BEGIN GIVEN INFORMATION

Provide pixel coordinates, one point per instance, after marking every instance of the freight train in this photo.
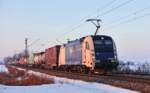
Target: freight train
(96, 54)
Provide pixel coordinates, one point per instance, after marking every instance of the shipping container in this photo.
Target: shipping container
(39, 58)
(52, 56)
(73, 53)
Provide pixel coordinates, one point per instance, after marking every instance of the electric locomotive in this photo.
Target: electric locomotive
(89, 54)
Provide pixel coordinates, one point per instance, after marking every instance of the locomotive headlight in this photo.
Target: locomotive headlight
(112, 60)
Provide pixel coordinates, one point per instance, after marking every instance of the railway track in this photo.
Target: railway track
(134, 82)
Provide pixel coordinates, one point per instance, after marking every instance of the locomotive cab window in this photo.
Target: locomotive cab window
(108, 42)
(87, 46)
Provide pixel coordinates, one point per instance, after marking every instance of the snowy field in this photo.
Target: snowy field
(3, 69)
(63, 85)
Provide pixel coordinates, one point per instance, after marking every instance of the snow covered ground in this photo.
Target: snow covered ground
(63, 85)
(3, 68)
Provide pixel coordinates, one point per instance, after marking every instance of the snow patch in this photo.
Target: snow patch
(3, 68)
(63, 85)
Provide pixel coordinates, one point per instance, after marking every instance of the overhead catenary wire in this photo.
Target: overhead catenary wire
(127, 21)
(129, 15)
(82, 21)
(114, 8)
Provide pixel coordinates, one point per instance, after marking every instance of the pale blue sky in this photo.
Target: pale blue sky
(50, 19)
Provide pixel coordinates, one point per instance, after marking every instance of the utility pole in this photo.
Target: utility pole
(96, 22)
(26, 47)
(26, 43)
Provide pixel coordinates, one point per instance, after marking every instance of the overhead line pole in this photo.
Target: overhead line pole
(96, 22)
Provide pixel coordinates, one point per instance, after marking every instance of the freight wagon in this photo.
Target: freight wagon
(51, 57)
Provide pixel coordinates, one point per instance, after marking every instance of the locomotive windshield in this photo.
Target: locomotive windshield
(103, 47)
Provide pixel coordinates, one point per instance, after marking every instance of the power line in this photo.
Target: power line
(81, 22)
(129, 15)
(129, 20)
(114, 8)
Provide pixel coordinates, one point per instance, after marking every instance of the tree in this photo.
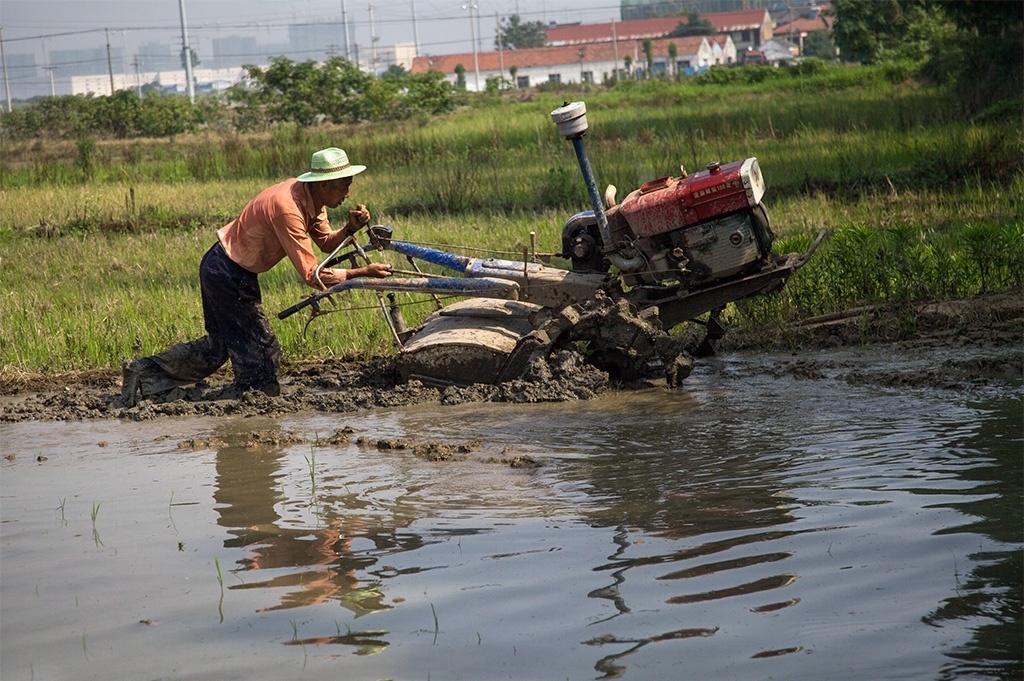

END GIVEN INFORMATION

■ EXERCISE BRIEF
Nothing but an exact repeat of the records, pictures excluded, belongs in the answer.

■ RESULT OF THE TASK
Provide pixel coordinates, one point per instance, after marking every instance of the freight train in this photo.
Target: freight train
(96, 54)
Provide pixel coordinates, one point per instance, after marking every instance of the shipping container in this photo.
Target: shipping container
(39, 58)
(52, 56)
(73, 53)
Provide pixel coordinates, one point per instance, after marking every instance of the electric locomotive in this photo.
Target: electric locomotive
(89, 54)
Provide pixel coordinates, one point per instance, after marking every instance of the locomotive headlight in this photo.
Target: locomotive headlight
(112, 60)
Provide pixel coordinates, one point per instance, after marking every instance of the railway track in this photo.
Target: railway track
(134, 82)
Provide pixel coordinates, one point per instance, after marking every instance of the locomotive cab window in this photo.
Target: locomotive cab window
(108, 42)
(87, 46)
Provide pixel coordinates, one point per instance, after marking every instance of the snowy field in this photo.
Target: snowy field
(3, 69)
(63, 85)
Provide pixel coordinates, one point per instance, after marking every instance of the snow covered ground in this photo.
Target: snow covered ground
(63, 85)
(3, 68)
Provide pixel coordinates, one point per instance, after marking every instance of the snow patch in this photo.
Target: snow patch
(3, 68)
(63, 85)
Provide pixel coordinates, one point per instance, after marking every instance of the overhead catenary wire in this photo.
Target: overhead catenary wire
(127, 21)
(129, 15)
(82, 21)
(114, 8)
Provide pixel coordinates, one point per instance, after marking every instance of the pale blue sky in this photo.
Target: pale blue sky
(50, 19)
Provide pixel coordinates, one point per instance, after marking every instance of the utility pole in this photo.
Target: utility pole
(96, 22)
(26, 47)
(26, 43)
Provide pixel coordinates, one point per instance, after marking every instance of the overhead line pole in this photo.
Target: overhead line pole
(96, 22)
Provide pixel coordinates, one point per instance, after marking every instance of the freight wagon in this photo.
Target: freight wagon
(51, 57)
Provide pixel coordinates, one point per instance, after marking every instance of the locomotive windshield in this photo.
Target: locomotive windshield
(103, 47)
Provide pixel coordinates, one point per instance, after marking every instance of the power line in this photo.
Target: power line
(81, 22)
(129, 15)
(129, 20)
(114, 8)
Provide pixel coordinates, one point per instance, after marking every instance of the tree in this photo.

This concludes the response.